- EXTRACTED DATA

━━━━━━━━

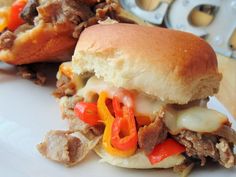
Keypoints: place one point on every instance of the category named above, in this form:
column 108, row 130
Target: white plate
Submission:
column 28, row 111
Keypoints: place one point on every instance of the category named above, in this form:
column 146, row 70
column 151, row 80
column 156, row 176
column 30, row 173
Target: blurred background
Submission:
column 213, row 20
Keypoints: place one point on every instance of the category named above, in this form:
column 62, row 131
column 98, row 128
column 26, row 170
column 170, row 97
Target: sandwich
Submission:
column 137, row 96
column 33, row 31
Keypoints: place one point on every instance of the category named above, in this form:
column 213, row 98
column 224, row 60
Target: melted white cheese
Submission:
column 143, row 104
column 198, row 119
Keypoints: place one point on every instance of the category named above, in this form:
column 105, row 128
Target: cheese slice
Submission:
column 143, row 104
column 198, row 119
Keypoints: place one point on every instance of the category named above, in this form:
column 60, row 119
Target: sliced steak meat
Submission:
column 102, row 10
column 151, row 135
column 66, row 147
column 30, row 12
column 33, row 72
column 227, row 132
column 7, row 39
column 201, row 146
column 64, row 11
column 227, row 158
column 65, row 87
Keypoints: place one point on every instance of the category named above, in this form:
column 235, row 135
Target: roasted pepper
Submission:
column 124, row 133
column 108, row 120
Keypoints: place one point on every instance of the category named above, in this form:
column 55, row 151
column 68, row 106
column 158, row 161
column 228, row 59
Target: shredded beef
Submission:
column 227, row 158
column 227, row 132
column 32, row 72
column 7, row 39
column 67, row 147
column 63, row 11
column 201, row 146
column 102, row 11
column 30, row 12
column 151, row 135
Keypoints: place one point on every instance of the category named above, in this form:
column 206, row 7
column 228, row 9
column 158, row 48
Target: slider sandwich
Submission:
column 138, row 96
column 34, row 31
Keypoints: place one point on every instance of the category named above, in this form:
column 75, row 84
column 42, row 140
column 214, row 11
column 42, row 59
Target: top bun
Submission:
column 176, row 67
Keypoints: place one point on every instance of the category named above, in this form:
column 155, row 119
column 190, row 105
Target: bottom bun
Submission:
column 138, row 161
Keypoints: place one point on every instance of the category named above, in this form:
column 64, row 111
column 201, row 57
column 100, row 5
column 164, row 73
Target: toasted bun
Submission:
column 6, row 2
column 138, row 161
column 175, row 66
column 44, row 42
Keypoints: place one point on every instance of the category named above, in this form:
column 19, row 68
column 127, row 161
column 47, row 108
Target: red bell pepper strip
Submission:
column 15, row 20
column 168, row 148
column 87, row 112
column 124, row 133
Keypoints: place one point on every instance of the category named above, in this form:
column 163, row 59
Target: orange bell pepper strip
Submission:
column 168, row 148
column 4, row 13
column 108, row 120
column 124, row 133
column 87, row 112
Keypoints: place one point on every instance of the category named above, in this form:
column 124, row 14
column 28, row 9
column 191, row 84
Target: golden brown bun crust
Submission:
column 43, row 43
column 175, row 66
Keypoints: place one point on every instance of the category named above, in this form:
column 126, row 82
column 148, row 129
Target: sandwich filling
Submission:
column 130, row 122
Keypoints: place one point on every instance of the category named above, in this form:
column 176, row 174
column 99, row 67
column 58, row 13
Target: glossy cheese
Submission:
column 198, row 119
column 143, row 104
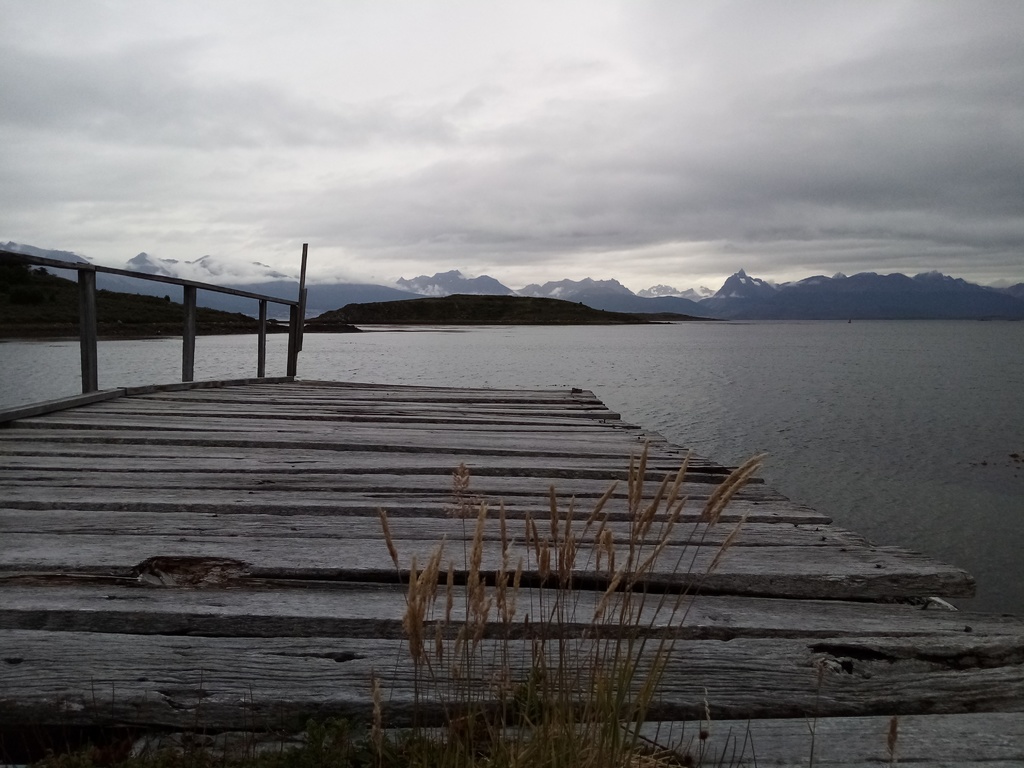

━━━━━━━━

- EXERCISE DESCRIPTION
Take the lines from the one holding "column 190, row 105" through the final line of the listing above and copy them exactly, both ends included, with no pictures.

- OUTPUT OF THE EXERCISE
column 190, row 105
Target: bottom bun
Submission:
column 138, row 161
Keypoints: place one point on every instance of the category named above, in this form:
column 64, row 111
column 201, row 57
column 100, row 5
column 164, row 73
Target: toasted bun
Submission:
column 6, row 2
column 138, row 161
column 175, row 66
column 44, row 42
Keypoints: place one point on every instance of the category named above, in this form:
column 19, row 68
column 127, row 161
column 47, row 108
Target: red bell pepper strip
Submission:
column 15, row 20
column 168, row 148
column 87, row 112
column 124, row 133
Keypoints: place one point on every instance of the category named above, in this form:
column 163, row 59
Target: orange bell pepper strip
Submission:
column 168, row 148
column 4, row 13
column 108, row 120
column 124, row 133
column 87, row 112
Keypoints: place one point on every instance of the category named above, in this form:
column 124, row 14
column 28, row 9
column 191, row 84
Target: golden brown bun crust
Submission:
column 43, row 43
column 175, row 66
Keypoints: place one point on every instance of the category named above, in this form:
column 126, row 82
column 148, row 129
Target: sandwich filling
Submission:
column 130, row 122
Keypoints: place one point on every instance of the category named above, in this form:
column 176, row 174
column 99, row 67
column 58, row 13
Target: glossy cheese
Submission:
column 198, row 119
column 143, row 104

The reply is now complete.